* **Goal**: Copy out the text of the entries below word for word, omitting the pictures.

* **Data provided**:

________________________________________

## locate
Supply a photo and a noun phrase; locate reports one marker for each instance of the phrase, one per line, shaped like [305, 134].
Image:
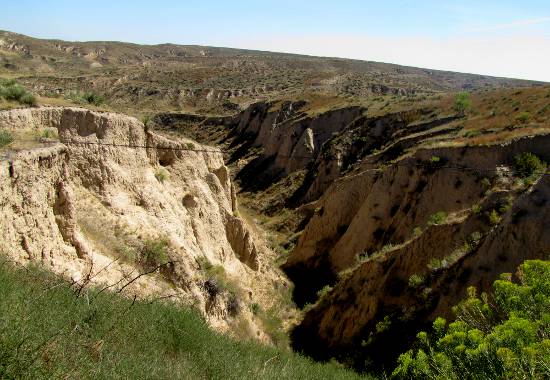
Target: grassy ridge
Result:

________________________________________

* **Task solution**:
## locate
Supply a photo and a noun phrase; locate reports one marker for each instance of the phrase, one per line, shaped like [305, 134].
Image:
Target: grassy ridge
Result:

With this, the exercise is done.